Image segmentation entries
----------

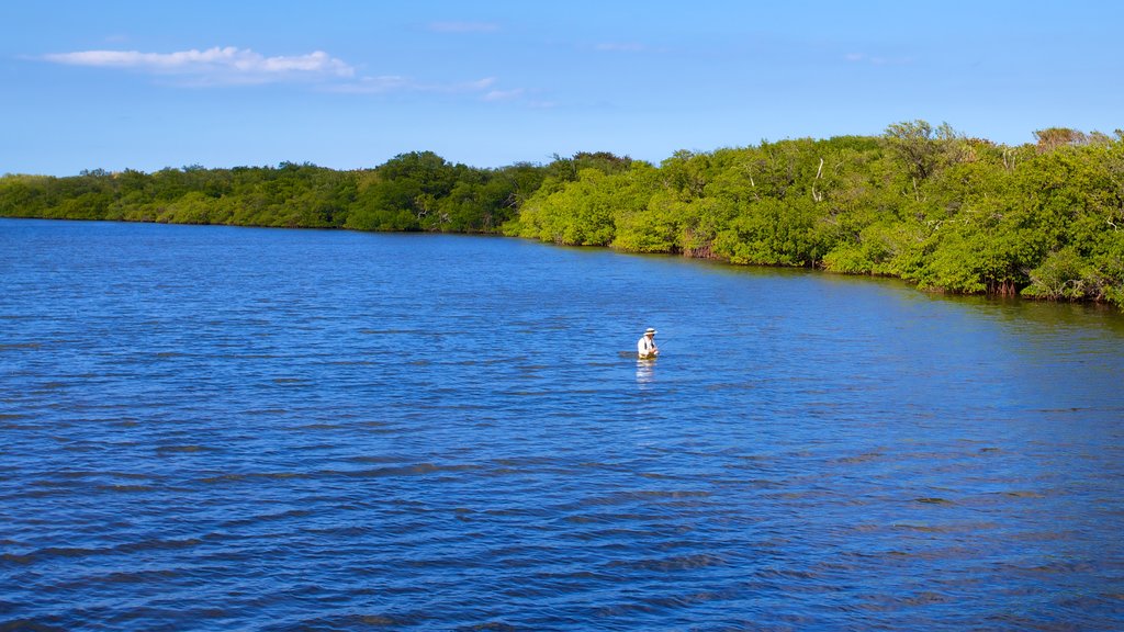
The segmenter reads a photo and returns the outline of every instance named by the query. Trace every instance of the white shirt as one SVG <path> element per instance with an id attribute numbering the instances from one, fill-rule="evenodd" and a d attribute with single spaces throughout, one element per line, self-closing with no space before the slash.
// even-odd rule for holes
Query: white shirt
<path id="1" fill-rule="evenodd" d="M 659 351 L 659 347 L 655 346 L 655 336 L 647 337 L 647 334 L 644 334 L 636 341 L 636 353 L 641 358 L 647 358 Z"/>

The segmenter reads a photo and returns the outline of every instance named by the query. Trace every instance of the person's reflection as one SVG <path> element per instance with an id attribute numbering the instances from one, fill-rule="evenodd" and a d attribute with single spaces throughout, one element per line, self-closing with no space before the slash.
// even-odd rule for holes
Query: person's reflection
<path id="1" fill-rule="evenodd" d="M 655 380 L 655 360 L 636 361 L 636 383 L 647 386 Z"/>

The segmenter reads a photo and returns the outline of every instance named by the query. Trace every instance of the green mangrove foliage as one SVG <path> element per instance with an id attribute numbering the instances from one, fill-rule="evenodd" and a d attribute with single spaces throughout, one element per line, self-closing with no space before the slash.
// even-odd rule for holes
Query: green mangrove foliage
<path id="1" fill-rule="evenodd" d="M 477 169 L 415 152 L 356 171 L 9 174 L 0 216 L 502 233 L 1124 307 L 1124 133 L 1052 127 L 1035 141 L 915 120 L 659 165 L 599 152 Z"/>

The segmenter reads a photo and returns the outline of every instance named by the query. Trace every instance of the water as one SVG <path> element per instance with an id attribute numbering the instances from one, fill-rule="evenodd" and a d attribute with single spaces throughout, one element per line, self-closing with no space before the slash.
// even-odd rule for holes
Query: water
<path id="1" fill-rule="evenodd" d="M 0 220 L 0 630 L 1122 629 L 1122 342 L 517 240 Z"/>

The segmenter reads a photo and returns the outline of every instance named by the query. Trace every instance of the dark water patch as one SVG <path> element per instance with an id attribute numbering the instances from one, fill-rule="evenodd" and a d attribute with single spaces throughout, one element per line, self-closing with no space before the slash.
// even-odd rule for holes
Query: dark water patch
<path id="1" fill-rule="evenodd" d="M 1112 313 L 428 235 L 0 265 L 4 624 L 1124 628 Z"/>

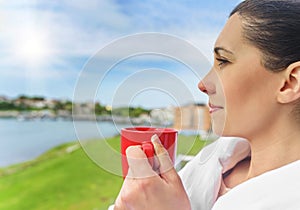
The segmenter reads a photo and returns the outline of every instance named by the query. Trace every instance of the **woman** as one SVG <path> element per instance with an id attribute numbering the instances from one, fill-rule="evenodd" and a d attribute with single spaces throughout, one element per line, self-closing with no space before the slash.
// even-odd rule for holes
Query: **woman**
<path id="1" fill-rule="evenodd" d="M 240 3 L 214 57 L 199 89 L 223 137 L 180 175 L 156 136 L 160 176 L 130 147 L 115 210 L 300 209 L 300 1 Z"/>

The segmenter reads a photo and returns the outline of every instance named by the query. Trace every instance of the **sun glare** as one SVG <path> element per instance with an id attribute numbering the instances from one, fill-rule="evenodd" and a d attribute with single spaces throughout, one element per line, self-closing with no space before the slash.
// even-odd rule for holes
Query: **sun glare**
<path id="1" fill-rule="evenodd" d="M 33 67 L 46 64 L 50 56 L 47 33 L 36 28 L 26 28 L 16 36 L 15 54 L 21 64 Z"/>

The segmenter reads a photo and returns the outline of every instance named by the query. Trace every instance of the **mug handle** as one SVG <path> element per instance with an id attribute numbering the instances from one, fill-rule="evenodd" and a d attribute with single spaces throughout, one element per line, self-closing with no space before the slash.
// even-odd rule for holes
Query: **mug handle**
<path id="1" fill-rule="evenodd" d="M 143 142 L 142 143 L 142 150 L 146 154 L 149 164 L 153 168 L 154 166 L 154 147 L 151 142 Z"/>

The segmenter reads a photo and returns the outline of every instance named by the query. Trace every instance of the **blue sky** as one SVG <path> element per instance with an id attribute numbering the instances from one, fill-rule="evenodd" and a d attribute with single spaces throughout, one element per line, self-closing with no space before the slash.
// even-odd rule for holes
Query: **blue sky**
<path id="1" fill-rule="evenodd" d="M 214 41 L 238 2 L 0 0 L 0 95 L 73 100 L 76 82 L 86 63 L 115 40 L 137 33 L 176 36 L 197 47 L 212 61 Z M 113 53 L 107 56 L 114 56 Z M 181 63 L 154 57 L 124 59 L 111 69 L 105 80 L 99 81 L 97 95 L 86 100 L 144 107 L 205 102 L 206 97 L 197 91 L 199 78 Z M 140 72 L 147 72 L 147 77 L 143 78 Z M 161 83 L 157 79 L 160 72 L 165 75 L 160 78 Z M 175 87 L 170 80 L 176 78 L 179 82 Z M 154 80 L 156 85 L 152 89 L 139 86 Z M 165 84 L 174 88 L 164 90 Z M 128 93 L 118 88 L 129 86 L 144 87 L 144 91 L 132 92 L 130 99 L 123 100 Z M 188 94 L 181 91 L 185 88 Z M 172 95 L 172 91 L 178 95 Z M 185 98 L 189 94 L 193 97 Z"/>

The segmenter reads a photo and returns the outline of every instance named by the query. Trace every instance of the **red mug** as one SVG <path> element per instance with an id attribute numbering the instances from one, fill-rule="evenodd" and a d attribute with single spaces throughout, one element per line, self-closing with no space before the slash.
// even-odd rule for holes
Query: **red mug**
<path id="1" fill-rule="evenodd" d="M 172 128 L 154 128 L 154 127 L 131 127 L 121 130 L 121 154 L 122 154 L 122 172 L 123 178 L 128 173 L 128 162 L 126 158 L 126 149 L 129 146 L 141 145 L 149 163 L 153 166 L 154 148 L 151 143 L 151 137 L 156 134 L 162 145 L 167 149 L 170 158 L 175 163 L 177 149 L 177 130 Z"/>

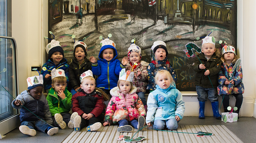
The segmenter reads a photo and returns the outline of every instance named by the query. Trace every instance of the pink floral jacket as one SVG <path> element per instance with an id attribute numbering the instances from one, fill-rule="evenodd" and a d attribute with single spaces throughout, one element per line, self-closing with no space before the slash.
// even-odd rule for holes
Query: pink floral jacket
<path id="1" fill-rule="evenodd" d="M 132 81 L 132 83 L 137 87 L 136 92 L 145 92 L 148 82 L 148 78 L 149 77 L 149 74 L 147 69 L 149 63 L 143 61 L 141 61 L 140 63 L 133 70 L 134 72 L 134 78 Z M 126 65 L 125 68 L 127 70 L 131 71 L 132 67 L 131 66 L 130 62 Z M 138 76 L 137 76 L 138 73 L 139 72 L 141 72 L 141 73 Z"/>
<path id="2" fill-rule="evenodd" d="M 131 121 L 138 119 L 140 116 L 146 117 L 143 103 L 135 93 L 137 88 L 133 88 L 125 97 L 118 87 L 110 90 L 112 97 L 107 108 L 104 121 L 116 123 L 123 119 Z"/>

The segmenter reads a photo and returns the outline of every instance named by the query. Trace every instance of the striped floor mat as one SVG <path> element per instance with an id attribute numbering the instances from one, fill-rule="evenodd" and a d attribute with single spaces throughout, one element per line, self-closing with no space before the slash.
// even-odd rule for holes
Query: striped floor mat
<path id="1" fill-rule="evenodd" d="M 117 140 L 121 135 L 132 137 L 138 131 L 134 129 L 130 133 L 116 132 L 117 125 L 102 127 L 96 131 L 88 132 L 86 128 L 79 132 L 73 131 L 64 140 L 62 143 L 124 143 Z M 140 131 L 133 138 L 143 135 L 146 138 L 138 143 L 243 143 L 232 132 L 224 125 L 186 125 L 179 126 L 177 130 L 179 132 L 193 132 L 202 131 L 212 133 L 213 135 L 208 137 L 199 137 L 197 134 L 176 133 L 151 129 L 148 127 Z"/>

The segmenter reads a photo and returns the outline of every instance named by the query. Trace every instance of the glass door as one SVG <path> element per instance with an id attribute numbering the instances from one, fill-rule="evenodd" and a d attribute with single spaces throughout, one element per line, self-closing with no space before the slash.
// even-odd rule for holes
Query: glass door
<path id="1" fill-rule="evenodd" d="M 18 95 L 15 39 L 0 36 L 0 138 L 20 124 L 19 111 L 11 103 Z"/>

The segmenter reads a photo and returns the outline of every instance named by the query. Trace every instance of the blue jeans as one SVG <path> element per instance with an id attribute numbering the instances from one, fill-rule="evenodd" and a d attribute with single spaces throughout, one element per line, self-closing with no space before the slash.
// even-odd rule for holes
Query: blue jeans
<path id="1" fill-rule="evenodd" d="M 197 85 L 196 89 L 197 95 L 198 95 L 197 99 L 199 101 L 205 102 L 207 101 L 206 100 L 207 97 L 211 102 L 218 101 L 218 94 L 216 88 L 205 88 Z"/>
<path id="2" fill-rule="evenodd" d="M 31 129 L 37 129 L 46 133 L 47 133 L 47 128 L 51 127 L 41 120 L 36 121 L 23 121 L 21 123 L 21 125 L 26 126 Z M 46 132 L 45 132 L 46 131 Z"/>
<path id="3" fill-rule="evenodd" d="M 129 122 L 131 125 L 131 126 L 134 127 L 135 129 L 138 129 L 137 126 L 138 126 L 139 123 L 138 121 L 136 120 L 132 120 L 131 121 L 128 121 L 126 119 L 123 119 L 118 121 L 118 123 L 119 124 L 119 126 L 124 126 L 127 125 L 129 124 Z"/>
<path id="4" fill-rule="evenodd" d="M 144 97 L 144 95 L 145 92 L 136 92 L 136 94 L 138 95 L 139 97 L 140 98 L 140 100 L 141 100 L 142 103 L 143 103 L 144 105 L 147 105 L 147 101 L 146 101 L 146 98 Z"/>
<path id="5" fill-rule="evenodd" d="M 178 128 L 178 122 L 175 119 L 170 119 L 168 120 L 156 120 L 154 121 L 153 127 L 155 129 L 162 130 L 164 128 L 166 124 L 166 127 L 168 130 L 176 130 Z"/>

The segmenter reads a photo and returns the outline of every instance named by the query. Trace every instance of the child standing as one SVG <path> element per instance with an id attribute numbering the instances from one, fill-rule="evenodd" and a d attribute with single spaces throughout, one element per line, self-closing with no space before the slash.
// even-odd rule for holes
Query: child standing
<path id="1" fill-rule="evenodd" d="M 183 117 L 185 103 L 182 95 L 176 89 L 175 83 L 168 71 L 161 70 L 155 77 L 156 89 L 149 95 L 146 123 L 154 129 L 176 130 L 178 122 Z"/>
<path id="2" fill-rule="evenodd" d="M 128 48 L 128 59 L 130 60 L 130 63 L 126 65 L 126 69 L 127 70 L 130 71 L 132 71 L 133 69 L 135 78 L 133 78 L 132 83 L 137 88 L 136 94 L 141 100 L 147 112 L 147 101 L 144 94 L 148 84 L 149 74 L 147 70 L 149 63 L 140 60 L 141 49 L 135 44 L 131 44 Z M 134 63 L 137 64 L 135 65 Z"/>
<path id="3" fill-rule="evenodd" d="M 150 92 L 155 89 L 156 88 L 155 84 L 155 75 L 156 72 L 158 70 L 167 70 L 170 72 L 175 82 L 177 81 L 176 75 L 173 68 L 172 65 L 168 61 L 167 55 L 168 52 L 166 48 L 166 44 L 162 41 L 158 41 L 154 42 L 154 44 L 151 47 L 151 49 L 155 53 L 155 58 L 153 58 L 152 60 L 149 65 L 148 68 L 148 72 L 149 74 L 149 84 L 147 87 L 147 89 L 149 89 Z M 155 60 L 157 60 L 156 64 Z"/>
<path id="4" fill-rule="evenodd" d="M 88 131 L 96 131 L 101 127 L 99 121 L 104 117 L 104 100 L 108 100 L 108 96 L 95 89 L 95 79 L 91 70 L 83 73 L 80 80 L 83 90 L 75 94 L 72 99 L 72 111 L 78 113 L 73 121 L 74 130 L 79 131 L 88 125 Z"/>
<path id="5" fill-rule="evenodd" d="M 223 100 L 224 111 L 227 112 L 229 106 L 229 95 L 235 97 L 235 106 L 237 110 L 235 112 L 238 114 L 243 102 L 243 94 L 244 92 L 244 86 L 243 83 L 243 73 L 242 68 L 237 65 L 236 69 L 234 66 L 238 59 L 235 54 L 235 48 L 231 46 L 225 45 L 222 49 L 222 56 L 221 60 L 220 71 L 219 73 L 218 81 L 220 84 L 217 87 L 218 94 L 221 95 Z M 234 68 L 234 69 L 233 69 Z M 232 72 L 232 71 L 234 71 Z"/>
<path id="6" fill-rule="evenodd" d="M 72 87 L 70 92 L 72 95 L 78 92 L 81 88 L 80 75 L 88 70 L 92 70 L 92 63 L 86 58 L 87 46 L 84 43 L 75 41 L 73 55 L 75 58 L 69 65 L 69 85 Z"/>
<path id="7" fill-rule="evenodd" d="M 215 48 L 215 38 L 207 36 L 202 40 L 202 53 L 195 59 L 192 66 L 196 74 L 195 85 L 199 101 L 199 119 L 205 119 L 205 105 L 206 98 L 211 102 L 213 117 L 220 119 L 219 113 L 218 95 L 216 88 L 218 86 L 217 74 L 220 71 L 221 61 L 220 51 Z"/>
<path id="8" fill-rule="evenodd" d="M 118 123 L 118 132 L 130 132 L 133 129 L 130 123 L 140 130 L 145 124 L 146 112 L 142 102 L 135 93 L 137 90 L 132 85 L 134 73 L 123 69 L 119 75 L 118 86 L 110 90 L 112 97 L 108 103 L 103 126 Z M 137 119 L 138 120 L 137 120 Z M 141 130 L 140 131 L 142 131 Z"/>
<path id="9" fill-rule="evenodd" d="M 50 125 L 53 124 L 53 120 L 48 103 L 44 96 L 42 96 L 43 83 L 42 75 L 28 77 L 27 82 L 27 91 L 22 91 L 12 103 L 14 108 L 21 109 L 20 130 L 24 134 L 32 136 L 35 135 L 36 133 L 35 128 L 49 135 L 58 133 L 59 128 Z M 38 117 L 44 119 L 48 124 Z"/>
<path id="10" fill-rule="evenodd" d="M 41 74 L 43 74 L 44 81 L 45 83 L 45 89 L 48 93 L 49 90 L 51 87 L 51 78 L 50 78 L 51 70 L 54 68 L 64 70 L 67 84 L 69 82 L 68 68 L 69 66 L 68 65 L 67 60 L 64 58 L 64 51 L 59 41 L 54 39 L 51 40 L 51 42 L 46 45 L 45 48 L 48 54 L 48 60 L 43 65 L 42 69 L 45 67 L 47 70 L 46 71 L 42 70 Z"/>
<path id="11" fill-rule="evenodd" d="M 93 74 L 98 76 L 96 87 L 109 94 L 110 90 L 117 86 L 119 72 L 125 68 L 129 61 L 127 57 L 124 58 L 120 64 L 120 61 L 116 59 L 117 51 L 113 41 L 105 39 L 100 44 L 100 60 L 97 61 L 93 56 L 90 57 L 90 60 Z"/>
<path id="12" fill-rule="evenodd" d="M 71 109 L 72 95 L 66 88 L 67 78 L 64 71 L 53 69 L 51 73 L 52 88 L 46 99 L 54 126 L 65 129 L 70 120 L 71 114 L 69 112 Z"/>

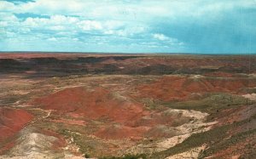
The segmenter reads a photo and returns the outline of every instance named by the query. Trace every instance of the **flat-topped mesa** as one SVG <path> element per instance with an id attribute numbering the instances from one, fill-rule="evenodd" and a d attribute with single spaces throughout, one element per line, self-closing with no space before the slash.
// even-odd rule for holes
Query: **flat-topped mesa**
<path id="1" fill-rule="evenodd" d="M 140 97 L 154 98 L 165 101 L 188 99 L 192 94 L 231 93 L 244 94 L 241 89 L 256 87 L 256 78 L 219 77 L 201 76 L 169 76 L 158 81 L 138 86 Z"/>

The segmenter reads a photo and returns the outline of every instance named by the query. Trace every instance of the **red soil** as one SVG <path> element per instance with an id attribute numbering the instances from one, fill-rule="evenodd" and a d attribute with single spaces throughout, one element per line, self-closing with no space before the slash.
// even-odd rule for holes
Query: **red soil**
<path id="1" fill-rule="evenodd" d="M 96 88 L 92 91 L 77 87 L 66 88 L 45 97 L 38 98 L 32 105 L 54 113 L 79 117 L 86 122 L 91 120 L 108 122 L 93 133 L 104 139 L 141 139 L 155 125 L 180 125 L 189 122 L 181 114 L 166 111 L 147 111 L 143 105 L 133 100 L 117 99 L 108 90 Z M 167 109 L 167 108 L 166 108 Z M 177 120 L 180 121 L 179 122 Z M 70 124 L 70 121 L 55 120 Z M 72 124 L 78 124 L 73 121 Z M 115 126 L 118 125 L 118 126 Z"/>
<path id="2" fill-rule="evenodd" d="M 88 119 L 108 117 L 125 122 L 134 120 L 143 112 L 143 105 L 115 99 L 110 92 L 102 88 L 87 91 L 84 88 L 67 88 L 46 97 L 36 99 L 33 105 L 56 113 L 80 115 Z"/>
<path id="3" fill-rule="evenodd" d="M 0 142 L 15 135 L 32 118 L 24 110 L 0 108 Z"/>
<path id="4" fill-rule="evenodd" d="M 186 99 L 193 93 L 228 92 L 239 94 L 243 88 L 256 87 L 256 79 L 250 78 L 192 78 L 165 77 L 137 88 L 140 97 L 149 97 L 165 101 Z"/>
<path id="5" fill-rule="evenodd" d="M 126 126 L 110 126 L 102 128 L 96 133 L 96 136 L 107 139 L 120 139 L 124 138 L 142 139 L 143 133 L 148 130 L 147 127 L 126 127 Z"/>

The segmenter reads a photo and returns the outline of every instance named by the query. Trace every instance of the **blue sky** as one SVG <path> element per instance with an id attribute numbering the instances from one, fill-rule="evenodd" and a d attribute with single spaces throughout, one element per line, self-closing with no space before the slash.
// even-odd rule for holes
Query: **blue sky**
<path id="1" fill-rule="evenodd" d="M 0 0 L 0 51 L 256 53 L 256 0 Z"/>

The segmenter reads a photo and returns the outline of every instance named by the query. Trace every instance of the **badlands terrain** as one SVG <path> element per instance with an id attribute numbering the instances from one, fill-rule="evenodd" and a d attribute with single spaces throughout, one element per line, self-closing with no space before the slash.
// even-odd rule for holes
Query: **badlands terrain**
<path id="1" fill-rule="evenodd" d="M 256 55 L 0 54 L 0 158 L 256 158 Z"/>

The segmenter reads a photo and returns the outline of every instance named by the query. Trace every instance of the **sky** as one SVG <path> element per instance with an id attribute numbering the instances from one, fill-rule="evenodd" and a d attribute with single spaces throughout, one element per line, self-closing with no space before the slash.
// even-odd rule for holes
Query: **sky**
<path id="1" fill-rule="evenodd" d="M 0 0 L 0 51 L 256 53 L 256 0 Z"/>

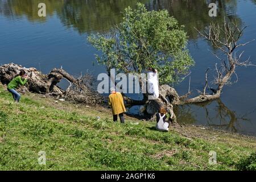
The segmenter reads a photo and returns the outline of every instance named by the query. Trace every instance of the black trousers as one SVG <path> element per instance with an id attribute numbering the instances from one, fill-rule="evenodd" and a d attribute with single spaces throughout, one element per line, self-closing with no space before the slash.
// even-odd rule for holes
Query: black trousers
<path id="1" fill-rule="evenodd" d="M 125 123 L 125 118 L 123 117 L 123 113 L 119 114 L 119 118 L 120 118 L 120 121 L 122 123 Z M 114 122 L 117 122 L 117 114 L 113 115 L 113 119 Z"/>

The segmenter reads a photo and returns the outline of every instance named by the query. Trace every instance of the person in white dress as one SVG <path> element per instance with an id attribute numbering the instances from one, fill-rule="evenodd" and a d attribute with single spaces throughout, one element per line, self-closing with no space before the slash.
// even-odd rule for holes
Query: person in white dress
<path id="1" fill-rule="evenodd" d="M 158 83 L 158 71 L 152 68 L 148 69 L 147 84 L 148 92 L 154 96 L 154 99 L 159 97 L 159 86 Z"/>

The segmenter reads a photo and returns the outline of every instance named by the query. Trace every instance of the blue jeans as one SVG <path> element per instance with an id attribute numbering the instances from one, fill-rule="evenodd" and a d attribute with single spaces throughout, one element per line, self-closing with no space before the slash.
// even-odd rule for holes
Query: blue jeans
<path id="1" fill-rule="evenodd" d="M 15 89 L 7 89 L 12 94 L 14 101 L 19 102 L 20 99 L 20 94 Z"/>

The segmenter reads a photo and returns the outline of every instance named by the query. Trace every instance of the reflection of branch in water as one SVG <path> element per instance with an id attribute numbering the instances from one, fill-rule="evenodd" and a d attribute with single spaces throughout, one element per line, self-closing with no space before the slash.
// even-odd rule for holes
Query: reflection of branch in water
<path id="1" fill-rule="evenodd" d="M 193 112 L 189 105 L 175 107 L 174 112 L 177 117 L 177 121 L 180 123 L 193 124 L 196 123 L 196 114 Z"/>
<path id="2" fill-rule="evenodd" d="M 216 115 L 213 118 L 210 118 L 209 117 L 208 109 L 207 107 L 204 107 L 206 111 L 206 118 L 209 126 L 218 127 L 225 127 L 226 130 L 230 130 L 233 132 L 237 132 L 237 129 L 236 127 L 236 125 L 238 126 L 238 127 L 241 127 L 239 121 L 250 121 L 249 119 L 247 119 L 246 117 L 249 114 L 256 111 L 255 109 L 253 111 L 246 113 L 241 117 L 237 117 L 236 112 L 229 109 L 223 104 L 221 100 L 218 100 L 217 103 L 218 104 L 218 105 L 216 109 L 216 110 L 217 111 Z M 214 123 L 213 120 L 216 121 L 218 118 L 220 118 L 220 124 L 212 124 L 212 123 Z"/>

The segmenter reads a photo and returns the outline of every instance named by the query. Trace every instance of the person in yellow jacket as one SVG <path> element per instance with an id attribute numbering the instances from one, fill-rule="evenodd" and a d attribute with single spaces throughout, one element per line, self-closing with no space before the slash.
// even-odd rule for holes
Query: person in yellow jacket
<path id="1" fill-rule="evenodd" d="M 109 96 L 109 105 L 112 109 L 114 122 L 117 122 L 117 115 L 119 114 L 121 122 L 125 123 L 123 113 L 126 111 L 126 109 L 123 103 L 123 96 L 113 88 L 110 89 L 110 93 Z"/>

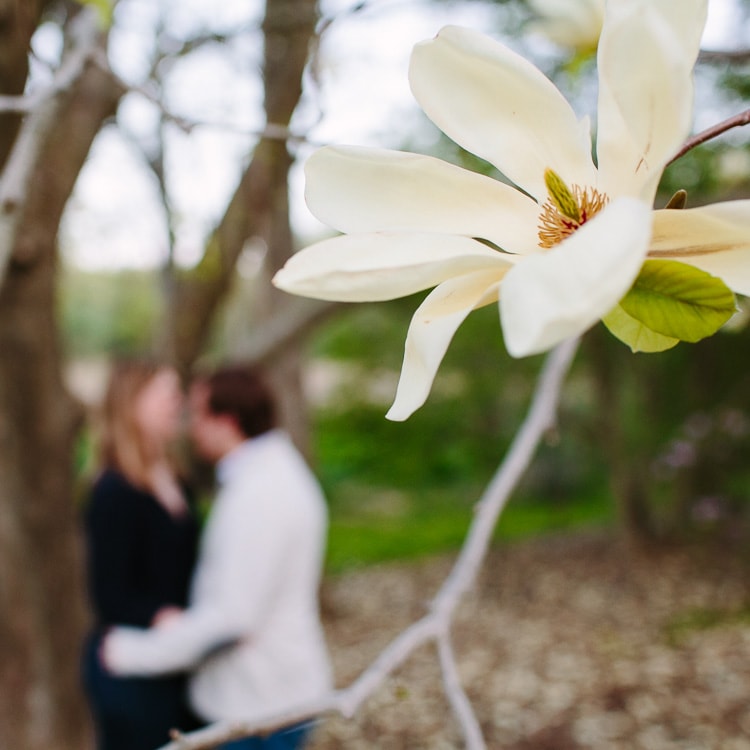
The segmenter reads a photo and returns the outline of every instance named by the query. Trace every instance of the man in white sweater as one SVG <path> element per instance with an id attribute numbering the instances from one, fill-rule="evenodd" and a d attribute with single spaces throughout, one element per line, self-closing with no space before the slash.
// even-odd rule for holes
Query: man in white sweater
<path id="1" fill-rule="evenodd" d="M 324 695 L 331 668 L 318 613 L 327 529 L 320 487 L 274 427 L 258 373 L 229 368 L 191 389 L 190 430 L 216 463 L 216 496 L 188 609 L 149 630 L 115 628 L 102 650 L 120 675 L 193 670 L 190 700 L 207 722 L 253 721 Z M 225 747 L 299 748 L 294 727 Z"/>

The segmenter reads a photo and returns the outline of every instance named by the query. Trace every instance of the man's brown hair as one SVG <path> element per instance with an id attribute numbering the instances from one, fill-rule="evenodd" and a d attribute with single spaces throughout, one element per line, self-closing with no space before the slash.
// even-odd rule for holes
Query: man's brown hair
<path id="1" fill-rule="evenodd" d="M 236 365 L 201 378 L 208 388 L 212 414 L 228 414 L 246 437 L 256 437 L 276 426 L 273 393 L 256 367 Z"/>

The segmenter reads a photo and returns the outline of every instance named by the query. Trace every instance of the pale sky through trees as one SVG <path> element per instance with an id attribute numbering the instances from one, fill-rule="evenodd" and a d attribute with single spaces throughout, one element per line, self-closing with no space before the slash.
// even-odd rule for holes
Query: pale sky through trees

----------

Written exercise
Format the lines of the listing above as a Markdown table with the columns Row and Line, beginning at the line that contains "white dress as" and stopping after the line that contains "158 83 L 158". Leave out blank lines.

In response
| Row | Line |
|---|---|
| 1 | The segmenter reads a photo and returns the outline of every instance named by the query. Trace every instance of the person in white dress as one SVG <path> element per instance with an id attribute numbering the instances from one, fill-rule="evenodd" and a d attribute with single spaces throughout, one element per line, self-closing with no space before the slash. |
| 2 | // even-odd rule for holes |
| 3 | Query: person in white dress |
| 4 | <path id="1" fill-rule="evenodd" d="M 158 83 L 158 71 L 152 68 L 148 69 L 147 84 L 148 92 L 154 96 L 154 99 L 159 97 L 159 86 Z"/> |